--- TO DO ---
Every line that contains the word "green" should be copied from the records below.
*** Begin section ***
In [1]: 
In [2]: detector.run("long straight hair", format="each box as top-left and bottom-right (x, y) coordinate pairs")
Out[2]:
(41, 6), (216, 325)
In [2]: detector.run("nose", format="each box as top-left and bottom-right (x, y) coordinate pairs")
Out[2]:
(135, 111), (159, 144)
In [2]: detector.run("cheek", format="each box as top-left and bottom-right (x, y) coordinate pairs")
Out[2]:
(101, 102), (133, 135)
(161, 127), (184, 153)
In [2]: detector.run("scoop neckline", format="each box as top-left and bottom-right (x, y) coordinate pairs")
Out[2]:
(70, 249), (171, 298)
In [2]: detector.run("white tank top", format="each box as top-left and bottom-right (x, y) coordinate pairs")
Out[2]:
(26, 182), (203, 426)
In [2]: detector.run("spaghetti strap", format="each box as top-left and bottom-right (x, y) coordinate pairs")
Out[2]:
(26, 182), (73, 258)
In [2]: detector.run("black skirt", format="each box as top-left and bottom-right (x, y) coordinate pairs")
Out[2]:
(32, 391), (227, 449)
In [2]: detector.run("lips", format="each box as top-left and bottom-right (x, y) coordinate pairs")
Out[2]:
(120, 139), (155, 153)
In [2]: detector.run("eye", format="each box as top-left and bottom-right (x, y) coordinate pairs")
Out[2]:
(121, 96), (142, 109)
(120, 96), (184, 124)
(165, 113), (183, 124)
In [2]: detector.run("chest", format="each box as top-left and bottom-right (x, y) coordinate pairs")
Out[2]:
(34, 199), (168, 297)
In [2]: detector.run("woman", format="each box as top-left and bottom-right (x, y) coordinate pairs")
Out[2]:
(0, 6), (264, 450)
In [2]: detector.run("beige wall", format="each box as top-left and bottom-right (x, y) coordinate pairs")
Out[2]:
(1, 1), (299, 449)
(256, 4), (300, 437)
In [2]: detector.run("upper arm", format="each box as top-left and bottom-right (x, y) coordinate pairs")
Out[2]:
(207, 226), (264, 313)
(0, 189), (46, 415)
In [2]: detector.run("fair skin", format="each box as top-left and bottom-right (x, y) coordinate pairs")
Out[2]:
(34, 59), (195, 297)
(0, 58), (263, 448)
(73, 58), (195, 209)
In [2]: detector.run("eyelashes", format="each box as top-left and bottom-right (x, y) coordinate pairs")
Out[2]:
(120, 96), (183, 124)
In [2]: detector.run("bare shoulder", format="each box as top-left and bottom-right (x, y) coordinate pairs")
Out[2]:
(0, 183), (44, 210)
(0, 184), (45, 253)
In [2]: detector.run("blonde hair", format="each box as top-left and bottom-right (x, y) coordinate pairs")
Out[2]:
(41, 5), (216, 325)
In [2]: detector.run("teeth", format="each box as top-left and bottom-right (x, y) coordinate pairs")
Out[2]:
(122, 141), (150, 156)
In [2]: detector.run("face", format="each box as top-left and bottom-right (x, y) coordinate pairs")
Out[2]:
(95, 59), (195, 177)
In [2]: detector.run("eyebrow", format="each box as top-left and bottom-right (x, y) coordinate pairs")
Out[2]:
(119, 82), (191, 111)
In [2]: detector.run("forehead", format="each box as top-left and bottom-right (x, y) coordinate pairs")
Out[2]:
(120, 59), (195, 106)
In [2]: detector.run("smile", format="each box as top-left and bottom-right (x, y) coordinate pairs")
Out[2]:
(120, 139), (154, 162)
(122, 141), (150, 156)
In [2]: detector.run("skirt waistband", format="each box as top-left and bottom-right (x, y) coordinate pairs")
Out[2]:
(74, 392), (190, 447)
*** End section ***
*** Begin section ***
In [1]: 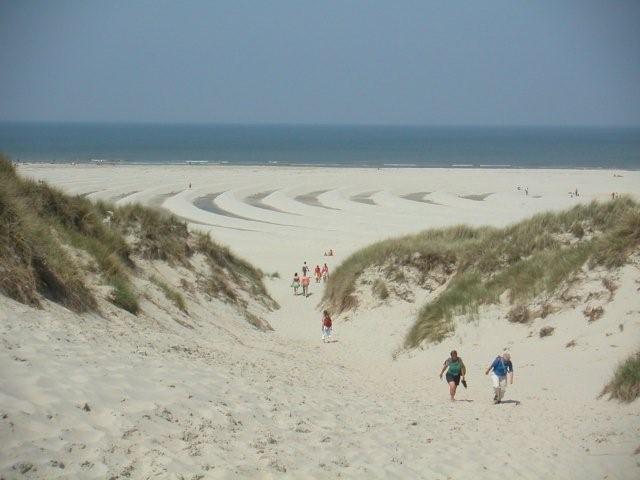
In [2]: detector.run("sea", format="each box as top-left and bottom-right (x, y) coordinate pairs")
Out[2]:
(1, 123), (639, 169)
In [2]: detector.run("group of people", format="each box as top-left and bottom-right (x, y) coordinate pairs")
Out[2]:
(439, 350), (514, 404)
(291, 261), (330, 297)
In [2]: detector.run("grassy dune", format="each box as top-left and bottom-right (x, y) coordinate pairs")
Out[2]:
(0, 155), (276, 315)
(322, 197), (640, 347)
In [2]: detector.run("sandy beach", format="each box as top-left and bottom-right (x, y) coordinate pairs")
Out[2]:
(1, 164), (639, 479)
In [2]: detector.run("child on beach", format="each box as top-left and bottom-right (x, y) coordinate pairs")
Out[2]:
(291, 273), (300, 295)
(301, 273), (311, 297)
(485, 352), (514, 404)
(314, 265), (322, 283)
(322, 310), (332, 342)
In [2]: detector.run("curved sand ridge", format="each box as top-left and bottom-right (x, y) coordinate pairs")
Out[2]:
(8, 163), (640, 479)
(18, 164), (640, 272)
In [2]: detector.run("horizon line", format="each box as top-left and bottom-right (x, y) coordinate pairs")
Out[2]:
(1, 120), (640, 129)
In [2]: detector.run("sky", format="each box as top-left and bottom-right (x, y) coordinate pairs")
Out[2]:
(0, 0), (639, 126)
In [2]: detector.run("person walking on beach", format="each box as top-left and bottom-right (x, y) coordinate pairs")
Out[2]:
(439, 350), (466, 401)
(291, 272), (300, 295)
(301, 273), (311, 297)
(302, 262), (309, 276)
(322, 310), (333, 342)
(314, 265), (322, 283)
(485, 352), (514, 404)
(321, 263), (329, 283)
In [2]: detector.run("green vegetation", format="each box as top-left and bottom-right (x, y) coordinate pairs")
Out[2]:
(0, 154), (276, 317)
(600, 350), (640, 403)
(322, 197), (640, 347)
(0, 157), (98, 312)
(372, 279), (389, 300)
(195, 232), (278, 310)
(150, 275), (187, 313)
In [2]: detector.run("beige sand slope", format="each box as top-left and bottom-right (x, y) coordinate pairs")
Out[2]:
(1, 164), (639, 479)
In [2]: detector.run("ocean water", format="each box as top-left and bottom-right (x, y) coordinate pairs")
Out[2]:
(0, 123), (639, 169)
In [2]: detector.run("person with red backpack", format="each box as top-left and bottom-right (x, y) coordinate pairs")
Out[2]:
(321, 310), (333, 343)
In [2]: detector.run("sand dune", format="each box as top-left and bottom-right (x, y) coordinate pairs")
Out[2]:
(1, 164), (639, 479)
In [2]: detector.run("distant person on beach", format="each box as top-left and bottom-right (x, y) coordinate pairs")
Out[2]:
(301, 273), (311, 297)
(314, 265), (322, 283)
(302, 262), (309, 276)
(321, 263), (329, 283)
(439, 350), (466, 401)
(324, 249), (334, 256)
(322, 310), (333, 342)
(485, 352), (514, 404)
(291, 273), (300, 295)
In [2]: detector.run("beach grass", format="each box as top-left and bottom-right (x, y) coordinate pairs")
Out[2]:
*** End section ***
*** Begin section ***
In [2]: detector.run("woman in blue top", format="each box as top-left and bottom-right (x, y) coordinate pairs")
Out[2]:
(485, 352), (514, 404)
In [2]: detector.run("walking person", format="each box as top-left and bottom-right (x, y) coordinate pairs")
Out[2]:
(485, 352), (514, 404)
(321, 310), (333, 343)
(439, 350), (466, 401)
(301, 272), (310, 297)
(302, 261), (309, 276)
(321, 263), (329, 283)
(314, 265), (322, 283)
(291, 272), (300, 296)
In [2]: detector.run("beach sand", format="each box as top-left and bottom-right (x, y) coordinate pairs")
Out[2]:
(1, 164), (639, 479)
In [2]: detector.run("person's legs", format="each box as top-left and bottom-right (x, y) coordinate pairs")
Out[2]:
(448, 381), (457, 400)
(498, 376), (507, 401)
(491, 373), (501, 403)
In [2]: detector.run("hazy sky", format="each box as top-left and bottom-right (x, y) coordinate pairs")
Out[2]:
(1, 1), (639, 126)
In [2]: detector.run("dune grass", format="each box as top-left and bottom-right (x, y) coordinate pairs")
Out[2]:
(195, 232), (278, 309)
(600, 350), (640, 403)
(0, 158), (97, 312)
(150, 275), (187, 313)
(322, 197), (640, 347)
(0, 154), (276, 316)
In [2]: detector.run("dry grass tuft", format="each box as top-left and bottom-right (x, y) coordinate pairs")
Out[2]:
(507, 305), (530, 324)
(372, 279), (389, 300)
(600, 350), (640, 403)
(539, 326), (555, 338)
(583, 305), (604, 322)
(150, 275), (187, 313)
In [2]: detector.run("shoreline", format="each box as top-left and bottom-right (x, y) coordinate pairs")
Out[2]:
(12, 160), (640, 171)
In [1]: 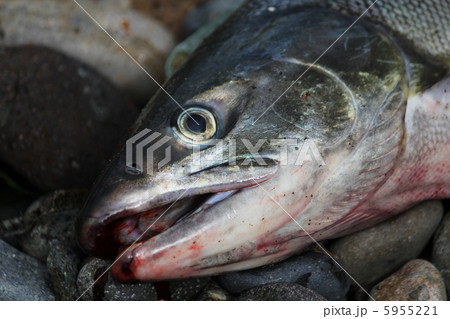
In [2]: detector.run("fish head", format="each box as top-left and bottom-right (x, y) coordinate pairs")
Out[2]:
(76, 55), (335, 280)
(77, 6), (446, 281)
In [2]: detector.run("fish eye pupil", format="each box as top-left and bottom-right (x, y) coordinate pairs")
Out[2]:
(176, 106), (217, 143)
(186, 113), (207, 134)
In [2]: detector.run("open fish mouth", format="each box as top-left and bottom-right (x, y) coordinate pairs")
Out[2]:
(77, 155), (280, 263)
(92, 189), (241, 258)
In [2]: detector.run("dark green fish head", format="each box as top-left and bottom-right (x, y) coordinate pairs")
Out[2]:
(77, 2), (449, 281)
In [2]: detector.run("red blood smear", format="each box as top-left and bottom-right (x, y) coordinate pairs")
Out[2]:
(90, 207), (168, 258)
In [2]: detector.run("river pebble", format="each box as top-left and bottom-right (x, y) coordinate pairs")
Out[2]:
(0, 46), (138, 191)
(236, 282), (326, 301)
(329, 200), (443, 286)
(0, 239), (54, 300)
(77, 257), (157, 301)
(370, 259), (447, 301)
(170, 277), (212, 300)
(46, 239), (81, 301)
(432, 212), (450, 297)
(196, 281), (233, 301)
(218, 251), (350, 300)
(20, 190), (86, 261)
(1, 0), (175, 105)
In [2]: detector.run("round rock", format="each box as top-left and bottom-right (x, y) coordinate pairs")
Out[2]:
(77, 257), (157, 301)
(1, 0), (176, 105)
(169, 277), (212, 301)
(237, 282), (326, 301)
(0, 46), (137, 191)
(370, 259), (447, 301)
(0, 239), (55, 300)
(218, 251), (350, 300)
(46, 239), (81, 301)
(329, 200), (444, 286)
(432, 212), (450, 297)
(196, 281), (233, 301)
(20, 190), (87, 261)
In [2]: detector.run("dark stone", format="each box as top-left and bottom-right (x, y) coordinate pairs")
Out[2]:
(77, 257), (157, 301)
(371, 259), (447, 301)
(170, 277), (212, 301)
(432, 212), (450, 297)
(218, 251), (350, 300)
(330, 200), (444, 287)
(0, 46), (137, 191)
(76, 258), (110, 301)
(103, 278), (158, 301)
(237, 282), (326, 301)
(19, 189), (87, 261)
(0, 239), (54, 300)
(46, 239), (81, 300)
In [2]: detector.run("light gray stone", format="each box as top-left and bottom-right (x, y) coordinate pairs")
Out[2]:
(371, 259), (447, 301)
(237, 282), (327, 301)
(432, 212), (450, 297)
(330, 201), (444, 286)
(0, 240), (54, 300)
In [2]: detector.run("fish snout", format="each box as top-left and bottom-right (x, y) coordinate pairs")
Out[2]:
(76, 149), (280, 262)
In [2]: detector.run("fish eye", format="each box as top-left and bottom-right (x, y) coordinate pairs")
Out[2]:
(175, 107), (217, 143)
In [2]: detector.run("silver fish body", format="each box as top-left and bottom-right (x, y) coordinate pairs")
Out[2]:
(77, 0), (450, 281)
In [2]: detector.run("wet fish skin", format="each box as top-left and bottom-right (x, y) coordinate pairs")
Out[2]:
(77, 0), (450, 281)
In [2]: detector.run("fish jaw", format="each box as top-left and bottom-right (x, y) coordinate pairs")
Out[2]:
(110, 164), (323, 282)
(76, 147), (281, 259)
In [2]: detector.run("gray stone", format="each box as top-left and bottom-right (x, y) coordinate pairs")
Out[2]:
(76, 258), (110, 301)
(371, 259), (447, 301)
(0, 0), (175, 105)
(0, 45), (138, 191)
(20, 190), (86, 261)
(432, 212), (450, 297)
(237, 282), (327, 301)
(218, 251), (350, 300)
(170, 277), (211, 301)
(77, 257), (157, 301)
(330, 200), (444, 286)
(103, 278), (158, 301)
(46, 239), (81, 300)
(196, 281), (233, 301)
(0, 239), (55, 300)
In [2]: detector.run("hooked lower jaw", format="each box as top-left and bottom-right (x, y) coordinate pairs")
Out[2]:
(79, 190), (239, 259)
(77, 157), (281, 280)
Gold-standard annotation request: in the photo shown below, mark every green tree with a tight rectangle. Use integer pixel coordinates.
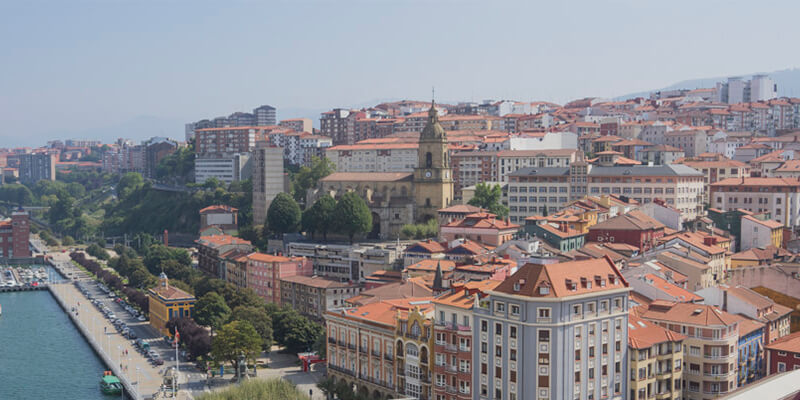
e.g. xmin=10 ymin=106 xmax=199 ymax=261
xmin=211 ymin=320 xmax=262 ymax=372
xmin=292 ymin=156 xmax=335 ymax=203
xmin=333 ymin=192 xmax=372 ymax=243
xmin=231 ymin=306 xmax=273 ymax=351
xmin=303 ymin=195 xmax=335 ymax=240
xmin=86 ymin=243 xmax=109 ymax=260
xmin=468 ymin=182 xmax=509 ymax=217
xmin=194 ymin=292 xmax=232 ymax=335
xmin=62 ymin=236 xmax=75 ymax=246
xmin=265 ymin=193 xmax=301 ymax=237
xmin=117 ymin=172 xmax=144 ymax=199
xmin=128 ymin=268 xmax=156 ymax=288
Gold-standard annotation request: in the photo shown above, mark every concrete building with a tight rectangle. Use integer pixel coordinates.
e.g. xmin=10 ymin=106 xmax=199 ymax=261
*** End section ***
--- TASK SOLUTION ---
In [2]: detector.run("green vegetation", format="each box as top-left and bottom-right (x, y) coordinate pairs")
In [2]: detector.run("dark green fish head", format="each box as top-left and bottom-right (x, y) coordinate pairs")
Gold-standard annotation request: in the photo shown below, mark every green tree with a tight rectangle. Use integer pixel coordinates.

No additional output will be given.